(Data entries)
==========

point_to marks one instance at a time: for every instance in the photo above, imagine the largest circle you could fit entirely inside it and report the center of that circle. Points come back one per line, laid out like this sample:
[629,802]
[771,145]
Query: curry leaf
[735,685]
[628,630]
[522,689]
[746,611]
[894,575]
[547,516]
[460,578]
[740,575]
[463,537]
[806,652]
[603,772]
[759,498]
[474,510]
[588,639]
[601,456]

==========

→ AIM OF THE TASK
Reproduce the full block of data exactly, omitting nothing.

→ RESULT OF THIS TASK
point_to marks one instance at a time: for every instance in the photo above, imagine the largest circle you could fit entirely inside it and report the center of that circle. Points come back one per line, laid out like this sample:
[629,802]
[771,145]
Query: curry leaf
[735,685]
[628,630]
[522,689]
[746,611]
[894,575]
[547,516]
[460,578]
[740,575]
[463,537]
[806,652]
[603,772]
[759,498]
[474,510]
[588,639]
[601,456]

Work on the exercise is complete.